__SOURCE PASSAGE__.
════
Type Declarations

Type Synonyms

type T a b = [a] b

A type declaration creates a synonym for a pre-existing type expression, which may optionally have arguments. A type synonym is transparently unfolded at use sites and is treated as though the user had instead written the body of the type synonym in line. Type synonyms may mention other synonyms, but it is not allowed to create a recursive collection of type synonyms.

Newtypes

newtype NewT a b = { seq : [a]b }

A newtype declaration declares a new named type which is defined by a record body. Unlike type synonyms, each named newtype is treated as a distinct type by the type checker, even if they have the same bodies. Moreover, types created by a newtype declaration will not be members of any typeclasses, even if the record defining their body would be. For the purposes of typechecking, two newtypes are considered equal only if all their arguments are equal, even if the arguments do not appear in the body of the newtype, or are otherwise irrelevant. Just like type synonyms, newtypes are not allowed to form recursive groups.

Every newtype declaration brings into scope a new function with the same name as the type which can be used to create values of the newtype.
════
__DATASET SECTION__.
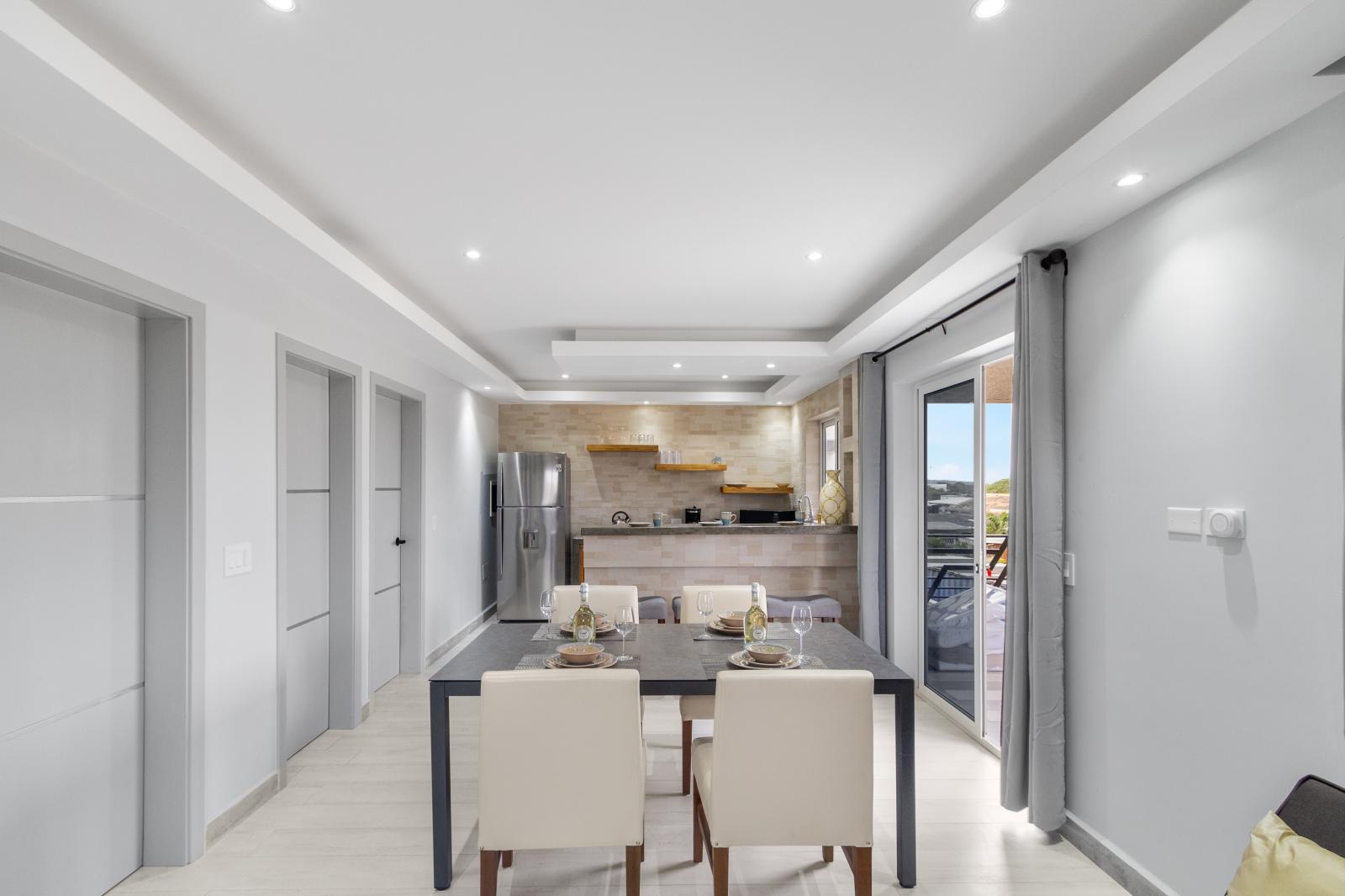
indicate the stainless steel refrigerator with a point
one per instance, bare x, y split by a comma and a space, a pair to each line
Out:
533, 521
════
__EXERCISE SET__.
**a.** Rewrite the paragraph of the type declarations text that begins "A newtype declaration declares a new named type" as a short bulleted list that keeps its main facts.
**b.** Reproduce the type declarations text word for word, starting with "A newtype declaration declares" and going on through "of the newtype.".

__EXPECTED ANSWERS__.
**a.**
- A newtype declaration declares a new named type, defined by a record body.
- The type checker treats each named newtype as a distinct type, even if two have the same body.
- Newtypes are not members of any typeclasses, even if their defining record would be.
- Two newtypes are equal for typechecking only if all their arguments are equal, even arguments that do not appear in the body or are otherwise irrelevant.
- Like type synonyms, newtypes cannot form recursive groups.

**b.**
A newtype declaration declares a new named type which is defined by a record body. Unlike type synonyms, each named newtype is treated as a distinct type by the type checker, even if they have the same bodies. Moreover, types created by a newtype declaration will not be members of any typeclasses, even if the record defining their body would be. For the purposes of typechecking, two newtypes are considered equal only if all their arguments are equal, even if the arguments do not appear in the body of the newtype, or are otherwise irrelevant. Just like type synonyms, newtypes are not allowed to form recursive groups.

Every newtype declaration brings into scope a new function with the same name as the type which can be used to create values of the newtype.